- Problema da risolvere: Secondo il testo sulle violazioni edilizie, in quale data cominciò il processo?

Le violazioni edilizie

Fu il pretore Ugo Paolillo, da pochi anni giunto a Rieti dopo le esperienze di Milano e Torino, a trasformare quel clamoroso caso di abusivismo edilizio in un’inchiesta giudiziaria. Narra la leggenda che tutto cominciò da un sorvolo compiuto con l’aliante dal magistrato sulla zona di Castelfranco, in un giorno che non era in servizio, e che la sua attenzione venisse attratta proprio dal quel nugolo di ville immerse nel verde. Tornato in aeroporto decise di vederci chiaro, anche perché la vicenda aveva già lungamente occupato il dibattito politico locale, culminato con accese polemiche scoppiate in diverse sedute del Consiglio comunale svoltesi negli anni precedenti, quando erano stati denunciati gli interventi edilizi abusivi.

Toccò ai carabinieri della squadra di polizia giudiziaria del tribunale, guidata dal maresciallo Giovannino Sabetta effettuare le prime verifiche, sequestrando le pratiche urbanistiche in Comune e dando via all’inchiesta. E, in effetti, il pretore accertò che l’amministrazione aveva rilasciato licenze edilizie per “edificare case rurali con attrezzature atte alla conduzione del fondo agricolo”, ma una volta costruita la casa e lasciati allo stato grezzo gli spazi destinati alle attività rurali e a ospitare gli attrezzi agricoli, i proprietari avevano chiesto al Comune il sopralluogo dei tecnici per ottenere il rilascio del certificato di agibilità. Solo dopo aver ottenuto il nulla osta, era state eseguite le trasformazioni, realizzando, in qualche caso, piscine, taverne attrezzate e altri spazi ricreativi attrezzati che nulla avevano a che vedere con la destinazione d’uso dei locali per scopi agricoli.

Fattorie con moquette

Di qui la denominazione di “fattorie con moquette”, che ottenne risonanza anche oltre i confini provinciali, non fosse altro per lo status sociale degli “agricoltori” coinvolti. Un sistema ingegnoso che, però, fece emergere reati più gravi e dalle violazioni edilizie, contestate inizialmente dal pretore Paolillo, si passò alla truffa aggravata, al falso in atto pubblico e all’omissione di atti d’ufficio, tanto che l’indagine diventò di competenza della procura della repubblica. L’inchiesta condotta dal sostituto procuratore Giovanni Canzio si concluse con il rinvio a giudizio di 37 imputati (i tecnici comunali che rilasciarono i certificati di agibilità furono indagati e poi prosciolti), quasi tutti presenti in aula alla prima udienza del processo iniziato il 1 giugno 1984. La procura sostenne che il Comune era stato truffato perché “nella zona agricola, nella quale era vietata qualsiasi forma d’insediamento residenziale e di urbanizzazione ed era consentita l’edificabilità per le sole case rurali e per le attrezzature atte alla conduzione del fondo agricolo, erano state invece realizzate abitazioni civili, in violazione degli indici di fabbricabilità, spingendo con l’inganno la Commissione edilizia a rilasciare i pareri favorevoli e il sindaco i relativi nulla osta”.

Voci del dataset:

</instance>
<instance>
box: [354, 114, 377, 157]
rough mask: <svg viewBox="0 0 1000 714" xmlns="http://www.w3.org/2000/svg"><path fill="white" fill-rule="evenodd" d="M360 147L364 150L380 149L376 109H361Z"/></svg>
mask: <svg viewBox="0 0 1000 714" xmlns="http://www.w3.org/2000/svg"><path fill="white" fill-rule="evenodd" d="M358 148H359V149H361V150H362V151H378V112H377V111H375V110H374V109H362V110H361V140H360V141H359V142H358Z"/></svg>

- Soluzione: Il 1 giugno 1984.